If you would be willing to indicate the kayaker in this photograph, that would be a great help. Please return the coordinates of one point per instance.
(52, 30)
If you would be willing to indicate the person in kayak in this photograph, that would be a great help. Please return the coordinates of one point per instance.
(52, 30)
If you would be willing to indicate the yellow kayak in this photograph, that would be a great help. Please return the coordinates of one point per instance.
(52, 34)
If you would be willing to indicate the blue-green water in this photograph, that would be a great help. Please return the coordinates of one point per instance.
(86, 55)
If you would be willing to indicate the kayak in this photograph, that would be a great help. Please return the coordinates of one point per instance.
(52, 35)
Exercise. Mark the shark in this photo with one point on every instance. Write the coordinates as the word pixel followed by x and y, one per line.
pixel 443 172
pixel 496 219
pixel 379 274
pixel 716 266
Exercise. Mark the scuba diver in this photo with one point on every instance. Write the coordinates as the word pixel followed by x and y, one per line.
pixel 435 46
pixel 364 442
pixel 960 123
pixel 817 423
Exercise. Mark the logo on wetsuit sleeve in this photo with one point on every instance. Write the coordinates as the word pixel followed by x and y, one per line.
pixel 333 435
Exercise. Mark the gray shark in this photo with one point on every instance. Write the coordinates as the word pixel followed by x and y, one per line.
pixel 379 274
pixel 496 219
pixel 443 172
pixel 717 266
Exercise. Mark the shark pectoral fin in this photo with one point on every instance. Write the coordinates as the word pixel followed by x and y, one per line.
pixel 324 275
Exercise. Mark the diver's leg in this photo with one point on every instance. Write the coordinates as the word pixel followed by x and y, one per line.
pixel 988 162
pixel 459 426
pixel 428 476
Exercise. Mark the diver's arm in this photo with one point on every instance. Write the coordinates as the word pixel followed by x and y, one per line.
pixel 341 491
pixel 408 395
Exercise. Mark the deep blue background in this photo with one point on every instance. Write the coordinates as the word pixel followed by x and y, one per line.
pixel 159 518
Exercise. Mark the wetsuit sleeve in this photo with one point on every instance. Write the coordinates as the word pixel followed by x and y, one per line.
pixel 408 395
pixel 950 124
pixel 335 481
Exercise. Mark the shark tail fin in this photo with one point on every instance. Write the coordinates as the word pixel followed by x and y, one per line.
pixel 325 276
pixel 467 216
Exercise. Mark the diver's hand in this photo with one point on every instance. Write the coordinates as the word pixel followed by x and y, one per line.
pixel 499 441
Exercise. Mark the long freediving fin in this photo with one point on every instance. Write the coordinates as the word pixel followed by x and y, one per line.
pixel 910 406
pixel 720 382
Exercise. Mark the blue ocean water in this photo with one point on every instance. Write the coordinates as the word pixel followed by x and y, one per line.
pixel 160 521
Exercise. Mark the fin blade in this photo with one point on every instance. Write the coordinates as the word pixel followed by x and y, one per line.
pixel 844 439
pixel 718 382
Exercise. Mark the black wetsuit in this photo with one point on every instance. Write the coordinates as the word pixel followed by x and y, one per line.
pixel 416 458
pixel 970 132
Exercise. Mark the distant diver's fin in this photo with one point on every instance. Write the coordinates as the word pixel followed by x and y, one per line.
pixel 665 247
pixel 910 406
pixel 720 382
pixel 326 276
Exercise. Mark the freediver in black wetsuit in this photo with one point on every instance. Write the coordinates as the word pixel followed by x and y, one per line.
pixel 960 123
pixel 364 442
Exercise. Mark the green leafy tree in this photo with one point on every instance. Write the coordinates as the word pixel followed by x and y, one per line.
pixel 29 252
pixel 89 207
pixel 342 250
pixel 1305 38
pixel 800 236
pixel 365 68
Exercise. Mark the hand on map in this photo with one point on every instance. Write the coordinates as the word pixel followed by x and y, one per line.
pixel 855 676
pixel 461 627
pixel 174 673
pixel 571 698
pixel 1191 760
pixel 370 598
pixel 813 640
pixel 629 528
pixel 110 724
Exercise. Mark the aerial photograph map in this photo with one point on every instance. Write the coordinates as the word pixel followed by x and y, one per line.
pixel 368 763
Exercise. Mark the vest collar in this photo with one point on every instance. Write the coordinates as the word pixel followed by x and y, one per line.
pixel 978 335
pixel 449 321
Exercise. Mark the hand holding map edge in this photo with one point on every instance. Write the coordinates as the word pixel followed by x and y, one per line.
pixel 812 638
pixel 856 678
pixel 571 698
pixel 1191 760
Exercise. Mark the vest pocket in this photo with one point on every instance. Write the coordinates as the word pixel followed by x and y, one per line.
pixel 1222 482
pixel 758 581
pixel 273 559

-*-*-

Put every line of the rows above into a Markdown table with two columns, Number and Line. Number the lines in order and leave out any blank lines.

FULL SOLUTION:
| Number | Line |
|---|---|
| 1 | If you would be willing to indicate the kayaker in this photograph, that would be a great help. Please return the coordinates of one point per instance. |
| 2 | (52, 30) |
| 3 | If you would be willing to indicate the person in kayak in this photograph, that would be a great help. Please return the coordinates of one point per instance. |
| 4 | (52, 30) |
| 5 | If you would be willing to indicate the yellow kayak in this photograph, that would be a great help. Please return the coordinates of one point per instance. |
| 6 | (52, 34) |
| 7 | If you would be willing to indicate the blue-green water in this photograph, that would be a great help. Please return the coordinates of one point per instance. |
| 8 | (86, 55) |
| 9 | If you would be willing to indicate the kayak in this photograph, that would be a great help. Please return the coordinates of one point per instance. |
| 10 | (52, 35) |
| 11 | Exercise. Mark the shark in this photo with one point on every instance. Write the coordinates as the word pixel followed by x and y, one per line. |
| 12 | pixel 443 172 |
| 13 | pixel 496 219 |
| 14 | pixel 379 274 |
| 15 | pixel 716 266 |
| 16 | Exercise. Mark the scuba diver in this photo with one point on every instance. Write the coordinates as the word pixel followed by x and y, one per line. |
| 17 | pixel 435 46 |
| 18 | pixel 364 442 |
| 19 | pixel 960 123 |
| 20 | pixel 817 423 |
| 21 | Exercise. Mark the logo on wetsuit sleeve in this photo with one point on every instance. Write the coordinates as the word pixel followed by x and y, one per line. |
| 22 | pixel 333 435 |
| 23 | Exercise. Mark the gray shark in this photo with one point on every instance. Write the coordinates as the word pixel followed by x and y, one per line. |
| 24 | pixel 379 274 |
| 25 | pixel 496 219 |
| 26 | pixel 443 172 |
| 27 | pixel 717 266 |
| 28 | Exercise. Mark the shark pectoral fin in this photo with one point on every instance. Write the coordinates as the word pixel followed by x and y, one per line. |
| 29 | pixel 324 275 |
| 30 | Exercise. Mark the diver's leg in this photo with one point on every instance. Write the coordinates as the word pixel followed by x and y, one per line. |
| 31 | pixel 988 162 |
| 32 | pixel 459 426 |
| 33 | pixel 428 476 |
| 34 | Exercise. Mark the diver's arm in this photo with one point on every instance. Write the coordinates as the word pixel followed by x and y, one per line. |
| 35 | pixel 341 491 |
| 36 | pixel 408 395 |
| 37 | Exercise. Mark the deep blue background in this photo with one point on every instance. Write the coordinates as the word pixel followed by x and y, one per line. |
| 38 | pixel 159 518 |
| 39 | Exercise. Mark the wetsuit sleeve in this photo with one point on every instance. Write the coordinates as the word pixel followed by x and y, one per line. |
| 40 | pixel 408 395 |
| 41 | pixel 950 124 |
| 42 | pixel 335 481 |
| 43 | Exercise. Mark the shark tail fin in this photo with one point on every instance. Write the coordinates as the word pixel followed by x and y, one per line. |
| 44 | pixel 325 276 |
| 45 | pixel 467 216 |
| 46 | Exercise. Mark the diver's hand in this photo with one point on every instance. Write the coordinates as the word pixel followed by x and y, one per line. |
| 47 | pixel 499 441 |
| 48 | Exercise. Mark the long freediving fin in this photo with one point on every instance. Write the coordinates as the word pixel followed by x and y, one per line. |
| 49 | pixel 910 406 |
| 50 | pixel 720 382 |
| 51 | Exercise. Mark the blue ocean water in this photo with one point on every instance. Write the coordinates as the word pixel followed by x and y, one per line. |
| 52 | pixel 160 521 |
| 53 | Exercise. Mark the fin blade in this photo with one point on every instance. Write the coordinates as the word pixel followed by x and y, one per line. |
| 54 | pixel 844 439 |
| 55 | pixel 718 382 |
| 56 | Exercise. Mark the black wetsuit in this photo with one point on every instance. Write the coordinates as the word pixel followed by x and y, one per line. |
| 57 | pixel 416 458 |
| 58 | pixel 970 132 |
| 59 | Exercise. Mark the distant diver's fin in this photo with one point on every instance. Write the coordinates as the word pixel followed by x and y, one per line. |
| 60 | pixel 665 247 |
| 61 | pixel 910 406 |
| 62 | pixel 720 382 |
| 63 | pixel 326 276 |
| 64 | Exercise. Mark the freediver in black wetsuit in this photo with one point on every instance. Write the coordinates as the word pixel followed by x and y, one per line. |
| 65 | pixel 960 123 |
| 66 | pixel 364 442 |
| 67 | Exercise. Mark the green leafy tree in this photo with one point on every instance. Write the coordinates as the word pixel followed by x and y, one per line. |
| 68 | pixel 29 252 |
| 69 | pixel 89 207 |
| 70 | pixel 342 250 |
| 71 | pixel 1305 38 |
| 72 | pixel 800 236 |
| 73 | pixel 365 68 |
| 74 | Exercise. Mark the hand on map in this photo with one point on every instance. Write the coordinates as the word pixel followed by x and y, one per line. |
| 75 | pixel 855 676 |
| 76 | pixel 461 627 |
| 77 | pixel 174 673 |
| 78 | pixel 571 698 |
| 79 | pixel 1191 760 |
| 80 | pixel 370 598 |
| 81 | pixel 813 640 |
| 82 | pixel 629 528 |
| 83 | pixel 110 724 |
| 84 | Exercise. Mark the aerial photograph map in this photo with one point on every instance. Write the coordinates as the word pixel followed by x and y, one per line. |
| 85 | pixel 368 763 |
| 86 | Exercise. Mark the vest collar in this photo with one point on every instance. Write the coordinates as the word pixel followed by x and y, one per line. |
| 87 | pixel 978 335 |
| 88 | pixel 449 321 |
| 89 | Exercise. Mark the hand holding map edge in this photo with one point on every instance. Write the coordinates as the word pixel followed by x and y, one per line. |
| 90 | pixel 812 638 |
| 91 | pixel 856 678 |
| 92 | pixel 571 698 |
| 93 | pixel 1191 760 |
| 94 | Exercise. Mark the vest pocket in this photo with one point on every instance. Write the coordinates as the word pixel followed by x and y, one per line. |
| 95 | pixel 1222 482 |
| 96 | pixel 758 581 |
| 97 | pixel 273 559 |